— begin Records for processing —

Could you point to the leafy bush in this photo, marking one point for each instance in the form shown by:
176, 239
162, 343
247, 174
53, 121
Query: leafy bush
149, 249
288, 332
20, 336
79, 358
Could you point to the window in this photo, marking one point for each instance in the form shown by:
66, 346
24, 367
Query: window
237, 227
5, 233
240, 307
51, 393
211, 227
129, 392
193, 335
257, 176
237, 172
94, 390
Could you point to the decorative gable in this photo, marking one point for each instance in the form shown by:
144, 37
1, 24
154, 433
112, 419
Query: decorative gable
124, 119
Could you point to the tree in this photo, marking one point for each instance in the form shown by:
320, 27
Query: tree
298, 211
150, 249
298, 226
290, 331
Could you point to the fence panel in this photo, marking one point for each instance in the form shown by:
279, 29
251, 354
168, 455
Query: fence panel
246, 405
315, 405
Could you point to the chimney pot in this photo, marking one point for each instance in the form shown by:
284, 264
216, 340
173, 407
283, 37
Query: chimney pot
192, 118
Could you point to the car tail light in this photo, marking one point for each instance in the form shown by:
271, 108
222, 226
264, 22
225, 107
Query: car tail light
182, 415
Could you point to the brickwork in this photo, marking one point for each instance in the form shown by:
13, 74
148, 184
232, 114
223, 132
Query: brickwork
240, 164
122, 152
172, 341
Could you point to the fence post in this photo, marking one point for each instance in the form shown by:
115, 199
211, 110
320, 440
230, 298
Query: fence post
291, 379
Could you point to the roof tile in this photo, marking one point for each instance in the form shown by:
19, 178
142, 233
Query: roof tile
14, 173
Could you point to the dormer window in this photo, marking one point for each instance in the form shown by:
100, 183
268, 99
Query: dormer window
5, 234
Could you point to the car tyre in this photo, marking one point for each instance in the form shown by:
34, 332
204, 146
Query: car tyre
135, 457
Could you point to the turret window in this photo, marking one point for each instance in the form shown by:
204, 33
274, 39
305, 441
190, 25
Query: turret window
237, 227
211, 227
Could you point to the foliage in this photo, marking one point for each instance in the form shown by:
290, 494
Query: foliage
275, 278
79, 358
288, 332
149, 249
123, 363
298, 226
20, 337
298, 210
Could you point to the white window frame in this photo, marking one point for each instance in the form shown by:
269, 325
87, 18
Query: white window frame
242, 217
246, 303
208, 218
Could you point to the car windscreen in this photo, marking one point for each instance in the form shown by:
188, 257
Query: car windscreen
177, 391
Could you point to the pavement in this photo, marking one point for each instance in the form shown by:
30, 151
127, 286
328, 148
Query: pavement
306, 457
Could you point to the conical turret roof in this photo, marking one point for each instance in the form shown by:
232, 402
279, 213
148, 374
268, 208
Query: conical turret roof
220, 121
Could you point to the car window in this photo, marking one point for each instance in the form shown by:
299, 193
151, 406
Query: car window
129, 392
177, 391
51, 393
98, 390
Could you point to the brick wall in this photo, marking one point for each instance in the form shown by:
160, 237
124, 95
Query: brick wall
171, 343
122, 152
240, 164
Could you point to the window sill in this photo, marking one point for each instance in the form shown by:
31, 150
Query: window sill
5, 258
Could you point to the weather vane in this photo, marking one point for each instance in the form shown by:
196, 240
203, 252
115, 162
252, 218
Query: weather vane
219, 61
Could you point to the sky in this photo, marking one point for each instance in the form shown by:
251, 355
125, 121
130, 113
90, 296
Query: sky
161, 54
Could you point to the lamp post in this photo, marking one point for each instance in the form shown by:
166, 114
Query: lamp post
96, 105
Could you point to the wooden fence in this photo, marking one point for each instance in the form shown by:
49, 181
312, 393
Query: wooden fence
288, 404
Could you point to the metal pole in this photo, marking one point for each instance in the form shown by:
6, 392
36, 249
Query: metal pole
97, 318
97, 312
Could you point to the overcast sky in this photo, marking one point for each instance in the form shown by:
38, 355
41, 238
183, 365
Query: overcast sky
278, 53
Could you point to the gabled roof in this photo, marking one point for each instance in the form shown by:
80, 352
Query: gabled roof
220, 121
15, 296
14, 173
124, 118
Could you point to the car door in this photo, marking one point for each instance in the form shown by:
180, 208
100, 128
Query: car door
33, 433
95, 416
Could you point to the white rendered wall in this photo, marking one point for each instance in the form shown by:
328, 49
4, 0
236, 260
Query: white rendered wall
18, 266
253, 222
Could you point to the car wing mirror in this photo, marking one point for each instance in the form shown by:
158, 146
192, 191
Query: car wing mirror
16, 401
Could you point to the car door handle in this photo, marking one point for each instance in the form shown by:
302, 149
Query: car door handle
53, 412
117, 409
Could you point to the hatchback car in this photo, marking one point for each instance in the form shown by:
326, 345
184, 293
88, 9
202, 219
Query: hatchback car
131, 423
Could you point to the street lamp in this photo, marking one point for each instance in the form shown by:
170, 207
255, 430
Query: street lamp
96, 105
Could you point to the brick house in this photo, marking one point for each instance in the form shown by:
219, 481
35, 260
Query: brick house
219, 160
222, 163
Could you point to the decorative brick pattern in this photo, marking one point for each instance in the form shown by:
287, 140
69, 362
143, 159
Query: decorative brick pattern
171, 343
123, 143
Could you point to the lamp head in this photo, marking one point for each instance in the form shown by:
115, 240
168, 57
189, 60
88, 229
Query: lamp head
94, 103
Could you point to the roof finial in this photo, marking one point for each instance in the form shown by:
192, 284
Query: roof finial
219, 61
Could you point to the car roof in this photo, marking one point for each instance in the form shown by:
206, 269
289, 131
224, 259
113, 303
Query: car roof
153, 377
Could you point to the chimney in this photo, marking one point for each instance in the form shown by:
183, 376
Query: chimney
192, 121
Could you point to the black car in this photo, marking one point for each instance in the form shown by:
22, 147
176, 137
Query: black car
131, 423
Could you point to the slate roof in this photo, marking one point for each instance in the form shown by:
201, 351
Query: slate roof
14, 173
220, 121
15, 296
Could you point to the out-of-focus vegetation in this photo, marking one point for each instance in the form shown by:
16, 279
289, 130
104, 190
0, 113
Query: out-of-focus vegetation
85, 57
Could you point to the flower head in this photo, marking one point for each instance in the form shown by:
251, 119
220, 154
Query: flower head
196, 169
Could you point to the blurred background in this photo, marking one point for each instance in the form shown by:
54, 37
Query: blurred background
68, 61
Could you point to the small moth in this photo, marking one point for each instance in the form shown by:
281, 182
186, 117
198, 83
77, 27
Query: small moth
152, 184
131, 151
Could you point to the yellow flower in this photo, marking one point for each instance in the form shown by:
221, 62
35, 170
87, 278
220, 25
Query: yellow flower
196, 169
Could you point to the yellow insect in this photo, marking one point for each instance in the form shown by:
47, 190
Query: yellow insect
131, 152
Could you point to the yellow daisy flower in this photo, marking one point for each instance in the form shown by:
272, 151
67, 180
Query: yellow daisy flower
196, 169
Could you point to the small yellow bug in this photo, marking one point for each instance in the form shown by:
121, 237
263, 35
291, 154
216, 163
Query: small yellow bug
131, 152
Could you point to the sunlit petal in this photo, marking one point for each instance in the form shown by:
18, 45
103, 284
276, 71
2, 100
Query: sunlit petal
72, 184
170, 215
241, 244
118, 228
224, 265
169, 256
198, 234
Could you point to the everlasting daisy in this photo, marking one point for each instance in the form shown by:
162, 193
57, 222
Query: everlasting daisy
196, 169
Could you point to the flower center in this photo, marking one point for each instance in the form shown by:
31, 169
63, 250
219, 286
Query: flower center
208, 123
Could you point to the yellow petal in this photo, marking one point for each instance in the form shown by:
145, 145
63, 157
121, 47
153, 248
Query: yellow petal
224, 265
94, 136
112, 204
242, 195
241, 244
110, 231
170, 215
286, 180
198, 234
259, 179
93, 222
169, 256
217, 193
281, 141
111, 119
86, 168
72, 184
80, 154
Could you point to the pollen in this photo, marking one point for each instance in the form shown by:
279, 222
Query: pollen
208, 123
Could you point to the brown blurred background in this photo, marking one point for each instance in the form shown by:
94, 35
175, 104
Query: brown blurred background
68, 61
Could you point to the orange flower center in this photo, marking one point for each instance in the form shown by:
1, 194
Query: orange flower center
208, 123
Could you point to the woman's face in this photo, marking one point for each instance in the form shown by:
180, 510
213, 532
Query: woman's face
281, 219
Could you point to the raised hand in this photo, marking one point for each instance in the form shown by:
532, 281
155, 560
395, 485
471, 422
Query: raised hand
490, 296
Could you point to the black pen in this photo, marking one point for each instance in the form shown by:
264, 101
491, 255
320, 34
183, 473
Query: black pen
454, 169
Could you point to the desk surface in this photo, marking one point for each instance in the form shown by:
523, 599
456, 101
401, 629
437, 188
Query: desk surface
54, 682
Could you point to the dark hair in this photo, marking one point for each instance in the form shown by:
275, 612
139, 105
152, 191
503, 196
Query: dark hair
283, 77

— end Records for processing —

Locate the line with "Could you point to the woman's" in the entries above; extract it and every line after it, verbatim.

-- Complete response --
Could you point to the woman's face in this photo, marking one point for each instance in the form shown by:
180, 510
213, 532
Query: woman's face
281, 219
Could you point to the raised hand in this photo, marking one point for each instance in the form shown by:
532, 281
155, 560
395, 485
471, 422
Query: raised hand
490, 296
Could you point to the black pen in this photo, marking one point for each instance in the form shown by:
264, 101
491, 255
320, 34
183, 473
Query: black pen
454, 169
Could you point to the desk surface in this photo, marking one point for each instance in the form shown by:
523, 599
456, 101
401, 629
437, 188
Query: desk surface
54, 682
Could you point to the dark hair in this photo, marking one point for each instance in the form shown by:
275, 612
139, 105
152, 191
503, 196
Query: dark hair
283, 77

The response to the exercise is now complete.